● **Exercise aim**: Below are records to write out exactly; drop the pictures when you do.

Segment Start: Task input

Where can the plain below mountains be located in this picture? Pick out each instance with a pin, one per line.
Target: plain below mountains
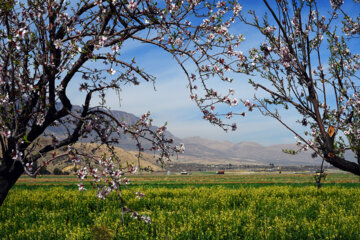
(206, 151)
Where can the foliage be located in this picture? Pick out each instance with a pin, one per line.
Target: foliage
(276, 212)
(47, 45)
(307, 62)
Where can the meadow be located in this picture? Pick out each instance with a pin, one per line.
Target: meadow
(199, 206)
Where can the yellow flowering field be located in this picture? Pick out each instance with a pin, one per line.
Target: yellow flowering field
(215, 212)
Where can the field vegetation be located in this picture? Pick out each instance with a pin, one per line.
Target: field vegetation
(199, 206)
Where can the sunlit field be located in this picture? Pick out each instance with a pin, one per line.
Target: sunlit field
(198, 206)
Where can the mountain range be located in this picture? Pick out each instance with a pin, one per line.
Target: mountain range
(206, 151)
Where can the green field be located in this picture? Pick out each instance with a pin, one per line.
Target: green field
(199, 206)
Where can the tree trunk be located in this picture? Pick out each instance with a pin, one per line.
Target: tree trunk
(343, 164)
(8, 179)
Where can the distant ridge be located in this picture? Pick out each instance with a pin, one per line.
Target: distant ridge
(204, 151)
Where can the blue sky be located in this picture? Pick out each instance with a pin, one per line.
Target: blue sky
(171, 102)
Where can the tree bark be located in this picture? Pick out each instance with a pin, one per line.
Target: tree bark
(344, 165)
(8, 179)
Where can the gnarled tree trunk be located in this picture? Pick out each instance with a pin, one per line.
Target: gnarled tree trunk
(8, 177)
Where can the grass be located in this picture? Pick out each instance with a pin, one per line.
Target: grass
(198, 206)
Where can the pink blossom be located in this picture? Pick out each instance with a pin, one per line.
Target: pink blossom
(132, 5)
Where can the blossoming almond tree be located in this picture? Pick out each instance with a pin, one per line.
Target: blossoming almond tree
(47, 44)
(308, 62)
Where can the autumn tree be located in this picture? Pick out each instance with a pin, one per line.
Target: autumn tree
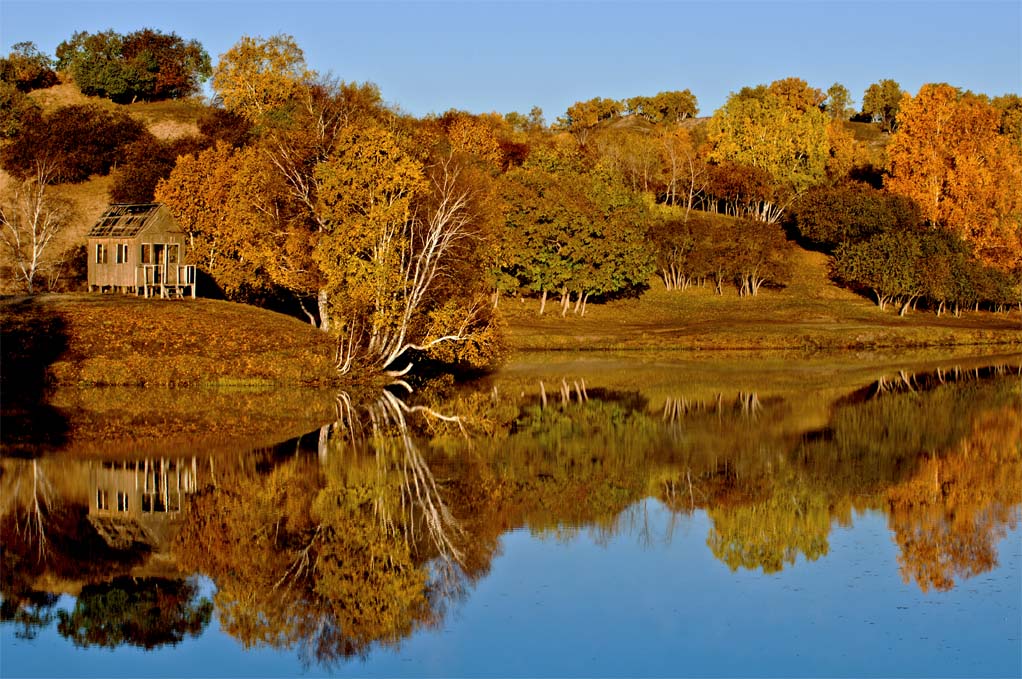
(830, 216)
(838, 102)
(777, 129)
(17, 111)
(30, 218)
(583, 118)
(881, 101)
(203, 193)
(949, 156)
(73, 142)
(671, 106)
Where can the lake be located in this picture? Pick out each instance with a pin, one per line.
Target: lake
(573, 514)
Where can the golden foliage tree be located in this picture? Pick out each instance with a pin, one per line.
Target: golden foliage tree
(949, 156)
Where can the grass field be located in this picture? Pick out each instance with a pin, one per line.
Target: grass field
(810, 314)
(92, 340)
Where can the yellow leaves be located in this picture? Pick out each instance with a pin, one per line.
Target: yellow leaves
(259, 77)
(949, 156)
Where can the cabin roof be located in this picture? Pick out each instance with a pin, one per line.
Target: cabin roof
(125, 220)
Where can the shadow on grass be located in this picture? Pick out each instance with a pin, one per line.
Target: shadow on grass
(31, 340)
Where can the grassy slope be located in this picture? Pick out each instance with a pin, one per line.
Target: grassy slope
(84, 338)
(167, 120)
(811, 313)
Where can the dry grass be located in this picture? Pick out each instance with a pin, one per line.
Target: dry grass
(114, 340)
(810, 314)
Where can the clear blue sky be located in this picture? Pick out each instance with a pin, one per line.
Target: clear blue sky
(481, 56)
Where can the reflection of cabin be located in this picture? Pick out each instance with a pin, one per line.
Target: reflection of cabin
(133, 501)
(139, 249)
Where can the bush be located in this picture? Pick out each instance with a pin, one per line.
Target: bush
(829, 216)
(76, 141)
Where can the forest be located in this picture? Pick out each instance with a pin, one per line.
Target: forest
(400, 235)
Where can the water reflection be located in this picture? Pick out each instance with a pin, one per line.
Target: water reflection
(373, 526)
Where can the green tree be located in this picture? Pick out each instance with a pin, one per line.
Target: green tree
(881, 101)
(838, 104)
(583, 118)
(886, 264)
(146, 613)
(830, 216)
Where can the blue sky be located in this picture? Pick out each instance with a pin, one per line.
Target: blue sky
(481, 56)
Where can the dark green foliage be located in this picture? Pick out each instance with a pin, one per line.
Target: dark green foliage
(573, 232)
(830, 216)
(146, 162)
(886, 264)
(218, 124)
(145, 613)
(749, 253)
(144, 65)
(28, 69)
(932, 265)
(75, 141)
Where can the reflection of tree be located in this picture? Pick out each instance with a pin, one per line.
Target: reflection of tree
(146, 613)
(948, 516)
(28, 501)
(30, 610)
(771, 534)
(334, 554)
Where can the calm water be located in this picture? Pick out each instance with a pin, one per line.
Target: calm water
(568, 516)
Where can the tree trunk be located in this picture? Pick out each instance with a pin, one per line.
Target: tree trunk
(322, 299)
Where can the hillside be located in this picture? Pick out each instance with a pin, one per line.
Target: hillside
(82, 338)
(811, 313)
(166, 120)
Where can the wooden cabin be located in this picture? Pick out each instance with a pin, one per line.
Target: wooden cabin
(139, 249)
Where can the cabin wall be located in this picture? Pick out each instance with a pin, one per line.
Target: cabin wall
(112, 262)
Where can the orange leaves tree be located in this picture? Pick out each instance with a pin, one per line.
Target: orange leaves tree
(777, 129)
(949, 156)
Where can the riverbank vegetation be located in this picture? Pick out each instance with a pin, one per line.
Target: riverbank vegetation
(404, 237)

Segment End: Task input

● **Reply**:
Where can the plain below mountains be located in this picture? Pick out each instance with a pin, one per line.
Target: plain below mountains
(206, 151)
Where can the foliage be located in this picture? Pick out each instance with a pin, one per line.
Target: foliage
(276, 212)
(47, 45)
(307, 62)
Where can the meadow be located in this picture? Pick out each instance with a pin, one per line.
Target: meadow
(199, 206)
Where can the yellow flowering field be located in this picture? Pick out each instance with a pin, one per line.
Target: yellow flowering field
(215, 212)
Where can the field vegetation be located in this picture? Pick out each instance with a pin, one per line.
Target: field vegetation
(199, 206)
Where can the sunlit field be located in this picture? Pick out each instance with a pin, one per line.
Target: sunlit field
(198, 206)
Where can the mountain range be located in this picture? Pick out each instance with a pin, one per line.
Target: mountain range
(206, 151)
Where can the green field be located in this picture? Pick out each instance with a pin, one per line.
Target: green field
(199, 206)
Where can the tree trunk be located in this picture? Pick out each instance with a pin, one per line.
Target: tree trunk
(343, 164)
(8, 179)
Where can the distant ridge be located in this picture? Pick out each instance with a pin, one per line.
Target: distant ridge
(204, 151)
Where can the blue sky be located in this picture? Pick out each instance with a pin, one per line.
Target: blue sky
(171, 102)
Where can the tree bark be located in this picture? Pick out each instance with a pin, one per line.
Target: tree bark
(344, 165)
(8, 179)
Where can the gnarled tree trunk be located in this picture? Pick out each instance with a pin, one per line.
Target: gnarled tree trunk
(8, 177)
Where can the grass be located in this picture? Pick out each instance with a pin, one per line.
Target: grass
(198, 206)
Where can the pink blossom be located in this picture? Pick out each instance with a pin, one per line.
Target: pink blossom
(132, 5)
Where can the blossoming almond tree be located in this picture? Pick out each instance with a pin, one per line.
Target: blossoming almond tree
(47, 44)
(308, 62)
Where can the autumn tree be located in this picture? Pick out each instance with a pin, one per line.
Target: autumn tree
(830, 216)
(838, 102)
(777, 129)
(17, 111)
(30, 218)
(583, 118)
(881, 101)
(203, 193)
(949, 156)
(73, 142)
(671, 106)
Where can the lake be located in this picture? Pick out each instance with a pin, one per line.
Target: lake
(573, 514)
Where can the golden foliage tree be located in this picture? Pick out each instance with a pin, one per line.
Target: golden foliage tree
(949, 156)
Where can the grass field be located in this picture? Pick out each instance with a pin, one per line.
Target: grass field
(810, 314)
(92, 340)
Where can the yellow leaves be located in this picture? Pick out each instance with a pin, one per line.
Target: yellow leaves
(259, 77)
(949, 156)
Where can the cabin roof be located in this picture? Pick out each instance with a pin, one per line.
Target: cabin roof
(125, 220)
Where can the shadow on grass be located in this picture? Pick out each instance with a pin, one per line.
Target: shadow on grass
(31, 340)
Where can the grassy slope be located in this picture? Pick out each instance with a pin, one per line.
Target: grassy slope
(84, 338)
(167, 120)
(811, 313)
Where can the dry grass be located in this picture? Pick out each instance with a pin, one per line.
Target: dry grass
(114, 340)
(810, 314)
Where can the clear blue sky be located in this picture? Pick out each instance with a pin, one per line.
Target: clear blue sky
(481, 56)
Where can the reflection of cabin be located in this picture? Pick out each instance with a pin, one per line.
Target: reflection of cabin
(133, 501)
(139, 249)
Where can the bush be located in this picture? Pick out each instance with a pin, one per line.
Target: bush
(829, 216)
(76, 141)
Where can the forest be located in this picture? Pick out each instance with a pin, one per line.
Target: forest
(400, 235)
Where can the water reflection be located in this picture? Pick out each instance with a pin, one per line.
Target: water reflection
(373, 526)
Where can the green tree be located in this picture? Pick out each instance with a pin, one per line.
Target: green tree
(881, 101)
(838, 104)
(583, 118)
(886, 264)
(146, 613)
(830, 216)
Where can the blue sky be located in this picture? Pick out each instance with a pin, one per line.
Target: blue sky
(481, 56)
Where can the dark green foliage be located in this picture? Pick out each instance with a pin, one per line.
Target: dark green foliage
(573, 232)
(830, 216)
(146, 162)
(886, 264)
(218, 124)
(145, 613)
(749, 253)
(144, 65)
(28, 69)
(932, 265)
(75, 141)
Where can the reflection of tree be located in this picture? Pick out each instance with a pin, one per line.
Target: reflection of tree
(146, 613)
(948, 516)
(28, 501)
(30, 610)
(771, 534)
(334, 554)
Where can the calm water be located in this picture? Pick out each instance with a pin, one per line.
Target: calm water
(568, 516)
Where can the tree trunk be located in this picture? Pick out each instance with a pin, one per line.
Target: tree trunk
(322, 299)
Where can the hillside be located in this picture? Pick out each instance with a pin, one per line.
Target: hillside
(82, 338)
(811, 313)
(166, 120)
Where can the wooden cabin be located in this picture? Pick out each instance with a pin, one per line.
Target: wooden cabin
(139, 249)
Where can the cabin wall be located in this picture? Pick out each instance with a pin, one per line.
Target: cabin wall
(112, 262)
Where can the orange leaves tree be located in this picture? Pick out each instance with a pin, one per line.
Target: orange leaves tree
(777, 129)
(949, 156)
Where can the riverbank vegetation be located in this picture? Pick out each instance with a pin, one per line.
Target: riverbank vegetation
(404, 237)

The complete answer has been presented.